* Objective *
Turn the listing below, from its start through the line containing "957,452 -> 1000,479", inclusive, into a Markdown table with the columns Row and Line. Skip blank lines and omit the picture.

* Part of a data file *

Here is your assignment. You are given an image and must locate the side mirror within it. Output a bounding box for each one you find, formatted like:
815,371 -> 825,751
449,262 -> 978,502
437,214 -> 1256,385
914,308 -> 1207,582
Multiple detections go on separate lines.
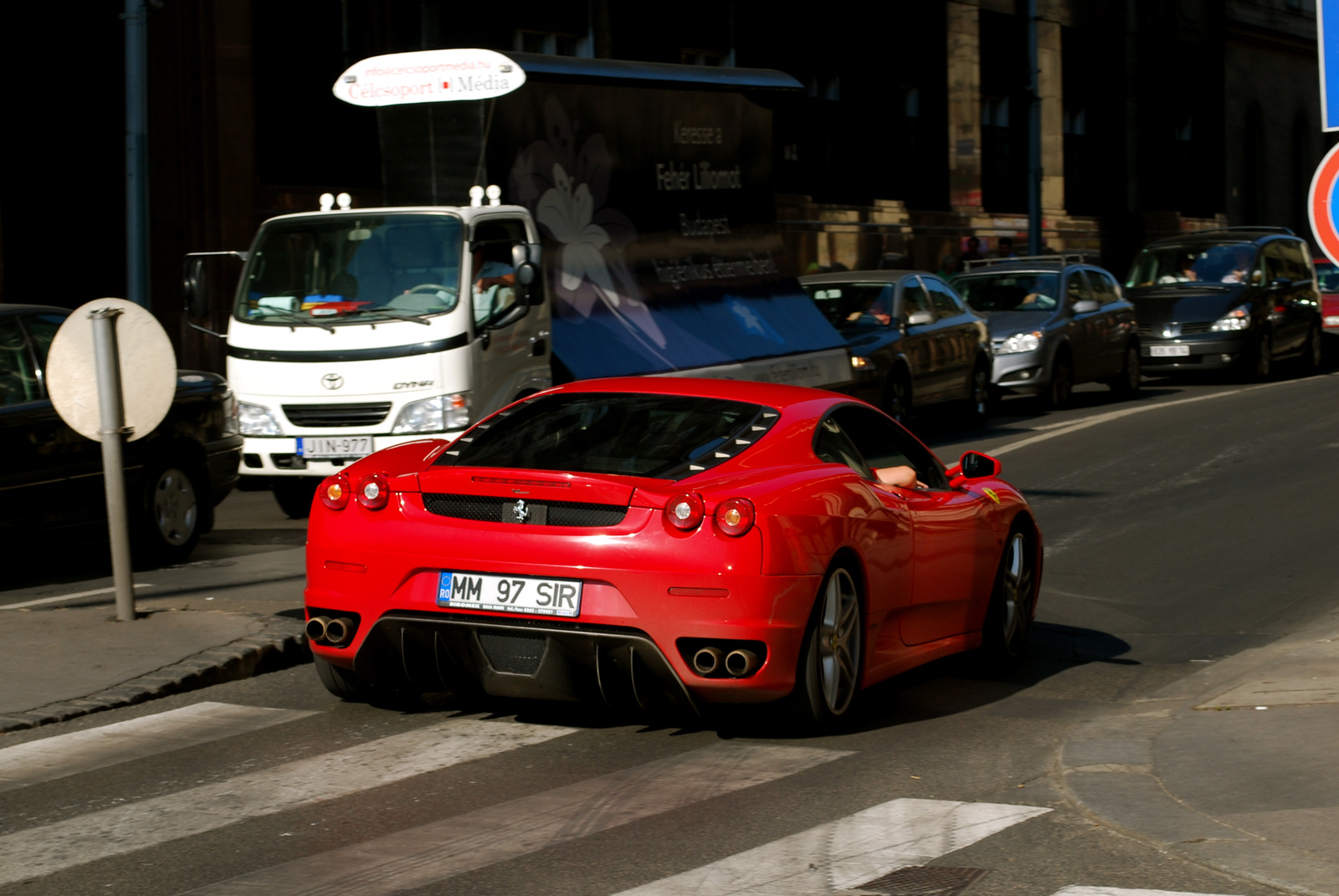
957,452 -> 1000,479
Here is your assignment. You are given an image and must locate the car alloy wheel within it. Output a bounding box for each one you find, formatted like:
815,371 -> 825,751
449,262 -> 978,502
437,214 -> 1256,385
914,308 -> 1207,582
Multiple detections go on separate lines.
154,468 -> 199,548
817,568 -> 859,715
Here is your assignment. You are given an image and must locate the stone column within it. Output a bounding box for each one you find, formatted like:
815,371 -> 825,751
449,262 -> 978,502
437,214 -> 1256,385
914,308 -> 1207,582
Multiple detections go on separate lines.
1036,18 -> 1065,218
946,0 -> 985,213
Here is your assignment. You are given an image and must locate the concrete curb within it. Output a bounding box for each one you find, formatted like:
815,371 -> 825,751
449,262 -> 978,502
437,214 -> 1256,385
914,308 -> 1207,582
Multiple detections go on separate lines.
0,616 -> 312,734
1059,620 -> 1339,896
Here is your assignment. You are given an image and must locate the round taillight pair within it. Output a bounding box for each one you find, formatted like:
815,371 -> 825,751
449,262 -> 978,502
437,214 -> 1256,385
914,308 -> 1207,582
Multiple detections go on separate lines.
665,492 -> 707,532
353,473 -> 391,510
665,492 -> 755,537
320,473 -> 351,510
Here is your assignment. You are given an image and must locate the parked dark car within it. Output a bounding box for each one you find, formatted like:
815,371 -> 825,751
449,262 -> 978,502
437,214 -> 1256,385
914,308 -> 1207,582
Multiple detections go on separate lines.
799,270 -> 991,426
952,254 -> 1140,407
1125,228 -> 1321,379
0,304 -> 243,566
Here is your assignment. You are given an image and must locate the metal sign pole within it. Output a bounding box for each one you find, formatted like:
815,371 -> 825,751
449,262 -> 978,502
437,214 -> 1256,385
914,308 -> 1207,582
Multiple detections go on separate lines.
89,308 -> 136,622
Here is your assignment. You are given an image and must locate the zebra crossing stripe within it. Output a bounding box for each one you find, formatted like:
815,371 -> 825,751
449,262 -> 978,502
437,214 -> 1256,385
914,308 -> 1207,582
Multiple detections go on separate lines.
0,702 -> 315,791
0,719 -> 576,884
618,800 -> 1049,896
1053,887 -> 1242,896
181,743 -> 850,896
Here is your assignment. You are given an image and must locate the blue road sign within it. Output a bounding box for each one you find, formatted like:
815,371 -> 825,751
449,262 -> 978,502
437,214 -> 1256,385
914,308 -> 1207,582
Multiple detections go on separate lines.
1316,0 -> 1339,131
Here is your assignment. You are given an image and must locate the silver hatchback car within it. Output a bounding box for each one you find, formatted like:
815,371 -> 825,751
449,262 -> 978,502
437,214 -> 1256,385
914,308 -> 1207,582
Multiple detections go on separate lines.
953,254 -> 1140,407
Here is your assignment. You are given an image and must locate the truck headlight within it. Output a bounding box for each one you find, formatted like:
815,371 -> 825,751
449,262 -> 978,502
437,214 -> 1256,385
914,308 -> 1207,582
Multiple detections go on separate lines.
1209,305 -> 1250,334
237,402 -> 284,435
391,392 -> 470,433
995,330 -> 1042,355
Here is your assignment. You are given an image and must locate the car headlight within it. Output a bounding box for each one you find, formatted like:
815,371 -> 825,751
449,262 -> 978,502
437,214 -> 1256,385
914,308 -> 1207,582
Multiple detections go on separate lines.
1209,305 -> 1250,334
237,402 -> 284,435
391,392 -> 470,433
993,330 -> 1042,355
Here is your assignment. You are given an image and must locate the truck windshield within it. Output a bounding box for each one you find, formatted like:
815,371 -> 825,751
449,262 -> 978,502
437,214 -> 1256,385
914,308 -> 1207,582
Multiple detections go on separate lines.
237,214 -> 462,325
1125,241 -> 1259,287
437,392 -> 761,477
953,270 -> 1060,314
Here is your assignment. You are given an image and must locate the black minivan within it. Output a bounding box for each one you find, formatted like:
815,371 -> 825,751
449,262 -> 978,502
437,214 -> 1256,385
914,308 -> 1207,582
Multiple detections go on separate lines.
1125,227 -> 1321,379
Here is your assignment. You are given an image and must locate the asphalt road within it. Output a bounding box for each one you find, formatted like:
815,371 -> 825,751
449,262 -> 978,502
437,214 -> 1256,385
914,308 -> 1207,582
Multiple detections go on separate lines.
0,364 -> 1339,896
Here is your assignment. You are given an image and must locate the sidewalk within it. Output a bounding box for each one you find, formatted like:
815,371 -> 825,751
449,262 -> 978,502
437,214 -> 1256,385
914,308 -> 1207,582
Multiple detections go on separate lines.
0,538 -> 310,733
1062,613 -> 1339,896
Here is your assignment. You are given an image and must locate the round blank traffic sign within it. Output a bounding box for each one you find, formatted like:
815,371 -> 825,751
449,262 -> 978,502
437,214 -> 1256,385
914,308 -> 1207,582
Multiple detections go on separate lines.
45,299 -> 177,442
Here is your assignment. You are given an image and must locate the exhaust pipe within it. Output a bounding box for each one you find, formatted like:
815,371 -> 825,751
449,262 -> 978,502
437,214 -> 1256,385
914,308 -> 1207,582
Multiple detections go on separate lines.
726,649 -> 758,678
326,616 -> 353,647
306,616 -> 331,642
692,647 -> 721,675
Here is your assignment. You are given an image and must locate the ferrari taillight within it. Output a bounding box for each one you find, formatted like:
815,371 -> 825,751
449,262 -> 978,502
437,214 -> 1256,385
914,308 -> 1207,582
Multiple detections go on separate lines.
357,473 -> 391,510
665,492 -> 707,532
716,499 -> 754,535
321,473 -> 350,510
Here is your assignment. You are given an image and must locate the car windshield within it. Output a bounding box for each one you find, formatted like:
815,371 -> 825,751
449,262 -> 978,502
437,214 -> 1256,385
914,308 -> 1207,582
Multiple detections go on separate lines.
237,214 -> 462,325
953,270 -> 1060,315
1125,243 -> 1259,287
1316,260 -> 1339,292
438,392 -> 763,477
805,283 -> 895,330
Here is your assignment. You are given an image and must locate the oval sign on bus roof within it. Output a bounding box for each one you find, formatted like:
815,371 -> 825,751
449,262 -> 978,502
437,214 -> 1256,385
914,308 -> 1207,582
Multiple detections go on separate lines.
332,49 -> 525,105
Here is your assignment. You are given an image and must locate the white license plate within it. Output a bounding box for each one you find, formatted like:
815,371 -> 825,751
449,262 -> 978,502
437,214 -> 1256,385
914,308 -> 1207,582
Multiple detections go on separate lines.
437,571 -> 581,616
297,435 -> 372,458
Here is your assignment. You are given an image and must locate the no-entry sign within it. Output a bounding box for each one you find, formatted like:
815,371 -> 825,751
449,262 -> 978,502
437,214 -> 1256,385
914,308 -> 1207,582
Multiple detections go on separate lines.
1307,145 -> 1339,261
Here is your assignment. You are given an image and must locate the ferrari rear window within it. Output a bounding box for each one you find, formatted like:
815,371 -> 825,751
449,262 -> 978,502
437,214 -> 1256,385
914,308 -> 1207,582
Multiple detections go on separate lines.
437,392 -> 777,479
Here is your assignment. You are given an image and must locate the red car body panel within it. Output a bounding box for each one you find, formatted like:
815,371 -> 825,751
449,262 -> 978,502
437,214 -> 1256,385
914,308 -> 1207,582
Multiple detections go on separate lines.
305,377 -> 1040,702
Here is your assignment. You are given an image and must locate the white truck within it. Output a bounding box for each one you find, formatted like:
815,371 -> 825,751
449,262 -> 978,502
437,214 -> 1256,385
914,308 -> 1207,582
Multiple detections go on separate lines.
186,51 -> 852,517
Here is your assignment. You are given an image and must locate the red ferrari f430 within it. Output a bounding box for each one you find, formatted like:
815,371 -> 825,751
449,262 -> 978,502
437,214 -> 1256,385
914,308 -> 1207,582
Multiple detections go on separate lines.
305,377 -> 1042,724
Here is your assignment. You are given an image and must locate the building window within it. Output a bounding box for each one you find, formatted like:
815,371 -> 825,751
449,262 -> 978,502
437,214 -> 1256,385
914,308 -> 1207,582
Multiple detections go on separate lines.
513,28 -> 594,59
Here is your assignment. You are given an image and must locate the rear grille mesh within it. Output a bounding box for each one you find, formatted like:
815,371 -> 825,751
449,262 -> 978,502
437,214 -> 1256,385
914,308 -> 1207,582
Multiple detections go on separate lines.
480,632 -> 549,675
423,492 -> 628,528
284,402 -> 391,428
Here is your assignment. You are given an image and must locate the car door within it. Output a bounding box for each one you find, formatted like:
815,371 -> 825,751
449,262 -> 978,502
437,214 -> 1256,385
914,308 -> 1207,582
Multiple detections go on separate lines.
814,406 -> 915,673
0,315 -> 71,539
921,277 -> 982,397
832,404 -> 993,646
1065,268 -> 1103,383
897,274 -> 942,404
1086,268 -> 1134,376
469,216 -> 549,417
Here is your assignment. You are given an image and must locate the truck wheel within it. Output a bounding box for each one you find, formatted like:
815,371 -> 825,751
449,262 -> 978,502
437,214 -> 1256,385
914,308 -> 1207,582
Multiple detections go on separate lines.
130,458 -> 208,566
312,655 -> 372,703
273,475 -> 321,520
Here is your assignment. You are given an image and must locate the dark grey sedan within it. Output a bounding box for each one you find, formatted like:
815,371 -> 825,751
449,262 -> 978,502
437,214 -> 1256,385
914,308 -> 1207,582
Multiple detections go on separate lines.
799,270 -> 991,426
953,256 -> 1140,407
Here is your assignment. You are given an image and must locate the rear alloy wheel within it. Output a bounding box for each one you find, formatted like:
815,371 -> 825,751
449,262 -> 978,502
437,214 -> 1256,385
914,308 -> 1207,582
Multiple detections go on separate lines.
136,461 -> 201,566
884,367 -> 912,423
1042,351 -> 1074,410
966,364 -> 991,428
1301,324 -> 1324,376
272,475 -> 321,520
1107,343 -> 1140,397
982,529 -> 1036,669
795,566 -> 862,727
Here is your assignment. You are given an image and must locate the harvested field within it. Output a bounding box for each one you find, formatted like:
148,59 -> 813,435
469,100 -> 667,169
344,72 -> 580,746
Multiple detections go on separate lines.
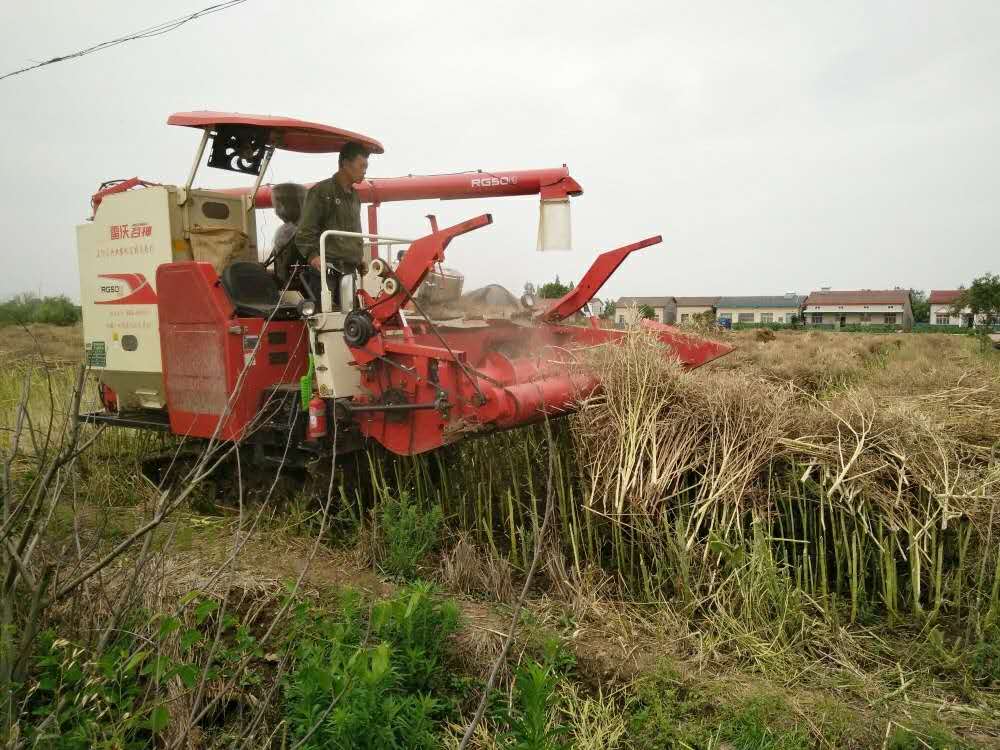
0,329 -> 1000,748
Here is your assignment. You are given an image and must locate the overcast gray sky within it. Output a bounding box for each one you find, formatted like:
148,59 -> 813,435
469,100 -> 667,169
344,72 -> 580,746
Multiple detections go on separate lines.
0,0 -> 1000,298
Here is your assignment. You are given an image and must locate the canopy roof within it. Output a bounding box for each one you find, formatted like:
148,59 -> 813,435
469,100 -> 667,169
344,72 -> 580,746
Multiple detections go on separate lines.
167,111 -> 385,154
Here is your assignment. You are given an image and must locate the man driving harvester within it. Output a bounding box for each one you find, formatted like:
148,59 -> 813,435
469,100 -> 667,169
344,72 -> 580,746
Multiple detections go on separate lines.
295,142 -> 368,305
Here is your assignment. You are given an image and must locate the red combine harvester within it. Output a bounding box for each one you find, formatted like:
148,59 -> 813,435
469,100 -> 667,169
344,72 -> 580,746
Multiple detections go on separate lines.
77,112 -> 731,464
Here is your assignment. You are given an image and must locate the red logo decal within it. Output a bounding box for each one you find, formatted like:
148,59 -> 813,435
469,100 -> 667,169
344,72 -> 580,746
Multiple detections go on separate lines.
94,273 -> 156,305
111,221 -> 153,240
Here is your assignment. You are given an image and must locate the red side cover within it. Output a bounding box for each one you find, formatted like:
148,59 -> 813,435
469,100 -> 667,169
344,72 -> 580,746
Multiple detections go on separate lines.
156,262 -> 309,440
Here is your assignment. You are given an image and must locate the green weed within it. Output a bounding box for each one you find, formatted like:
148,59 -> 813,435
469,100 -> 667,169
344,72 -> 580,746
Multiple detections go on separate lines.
380,492 -> 444,578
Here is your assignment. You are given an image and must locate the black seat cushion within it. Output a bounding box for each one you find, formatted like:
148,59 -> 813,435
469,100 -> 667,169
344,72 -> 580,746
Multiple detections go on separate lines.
219,261 -> 296,318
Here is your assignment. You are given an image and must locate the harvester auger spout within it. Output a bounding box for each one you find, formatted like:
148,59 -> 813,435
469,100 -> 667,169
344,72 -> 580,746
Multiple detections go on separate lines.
338,214 -> 732,454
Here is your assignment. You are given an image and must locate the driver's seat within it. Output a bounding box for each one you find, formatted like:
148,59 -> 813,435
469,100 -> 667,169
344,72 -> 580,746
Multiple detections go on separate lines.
219,261 -> 299,320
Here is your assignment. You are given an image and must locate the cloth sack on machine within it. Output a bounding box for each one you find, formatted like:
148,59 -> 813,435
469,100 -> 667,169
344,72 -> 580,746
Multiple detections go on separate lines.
271,182 -> 306,286
191,224 -> 253,274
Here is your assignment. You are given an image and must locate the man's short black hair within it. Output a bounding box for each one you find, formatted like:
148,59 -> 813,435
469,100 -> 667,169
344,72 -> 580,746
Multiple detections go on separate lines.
337,141 -> 369,166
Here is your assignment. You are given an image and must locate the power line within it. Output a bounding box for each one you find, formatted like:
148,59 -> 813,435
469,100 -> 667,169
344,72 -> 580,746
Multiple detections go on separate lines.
0,0 -> 246,81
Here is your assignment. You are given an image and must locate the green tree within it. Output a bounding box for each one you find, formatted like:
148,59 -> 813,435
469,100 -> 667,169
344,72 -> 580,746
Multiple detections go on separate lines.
951,273 -> 1000,349
538,275 -> 573,299
910,289 -> 931,323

* Response for this exercise *
| Row | Line |
|---|---|
| 1 | Here is your assignment. You are given an image and must locate the side mirror within it. Output a bounding box for each one you find, formatted like: |
| 2 | 815,371 -> 825,751 |
| 3 | 449,262 -> 978,502 |
| 4 | 437,214 -> 1256,385 |
| 5 | 914,308 -> 1207,582 |
| 6 | Multiple detections go on separate lines. |
| 7 | 957,452 -> 1000,479 |